• Document extract:
START
On the opposite end of the spectrum from the philosophical titles are the instruction manuals that tell you how to use a tool to effect -- though their usefulness seldom goes beyond the specific tool the authors cover. With these, you may wish for a bit more of background or overview -- philosophy, if you will.

Other issues for software engineering books are depth (some dwell on minutiae, some gloss over major concepts) and focus (there are a lot of disciplines covered within a full development team -- you can satisfy one narrow audience, but freeze out the rest).

Sam Guckenheimer's Software Engineering with Microsoft Visual Studio Team System, with Juan J. Perez, turns out to be an amazing addition to the software engineering library. Its focus on acquainting people with Visual Studio Team System, and its size -- 255 pages -- would not naturally tag it as extraordinary. But Guckenheimer's grasp of software engineering is firm, and with this book he has managed to be brief without being flip.

Of course, Microsoft Group Product Planner Guckenheimer's real baby is the software and not the book. He joined Microsoft from Rational in 2003 to work on what is now Visual Studio Team System. But he has produced a book to be proud of, while writing one designed for team members to swap around. A developer could lend it to a manager, or vice versa. He also designed a book to be as brief as possible. This is one that can be read over the course of a weekend or a cross-country plane flight.

It is not a book for developers or architects if what they want is something that can't be understood outside of their own discipline. Like the tools it describes, the book is about the team.

Don't let its brevity deceive you as to its value. Certainly, there must have been a major effort on the author's part to be concise where others would expound. (This brings to mind the saying attributed to Pascal: "If I had more time, I would have written a shorter letter.") Yes, the book is basically about the Visual Studio Team System, but there is enough plain good engineering sense in here to entertain at least a few people that will never work with this Microsoft software.

Guckenheimer has a gift for bringing out the interest in mundane matters. His descriptions of how to troubleshoot software projects are to the point, but colorful. Itemizing work, metrics, prioritizing bugs, top-down and bottom-up design methods -- these all come in for interesting treatment.
END
• Provided material:
START
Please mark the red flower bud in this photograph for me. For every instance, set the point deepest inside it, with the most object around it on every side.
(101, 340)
END
• Tasks to complete:
a - Condense the book review's paragraph beginning "Of course, Microsoft Group Product Planner" into a shorter version that keeps its main facts.
b - Write the next paragraph of the book review, picking up after its final sentence.
The material comes from a separate source, unrelated to the book review.

• Set of answers:
a - Guckenheimer, a Microsoft Group Product Planner, cares most about the software rather than the book. He came to Microsoft from Rational in 2003 to work on what is now Visual Studio Team System. Still, his book is one to be proud of. It is meant to be passed among team members, such as from a developer to a manager, and it is short enough to read over a weekend or a cross-country flight.

b -
TheServerSide.NET's Jack Vaughan recently spoke with Guckenheimer.

Q: Let's talk first about the product. What was the team that made Team System trying to do?

A: We saw there was huge opportunity to make lives better for millions of people who are working in IT. We looked at where the [life-cycle tools] market had been. It was very much for a "two-sigma" crowed, people who invested a lot in tools, who went to conferences like OOPSLA, who were willing to put up with pain.

The tools were much too hard to use. They were often very limited in terms of the workflow. We had the notion we could take tools that had been developed by Microsoft in-house and productize those with the type of approachability Microsoft puts in its products.

Q: And this was to include the broader team, including project managers .. and the data reporting would be more sophisticated ..

A: We found that project managers spent 40 hours a week cutting and pasting. We tried to take that down to maybe a couple.

Instead of having tools that worked in different ways, we said, 'We will instrument all of the activities and put them into a multidimensional warehouse.' We have been doing this with supermarket data for years.

Q: So what was the spec when you set out to write the book to accompany all this?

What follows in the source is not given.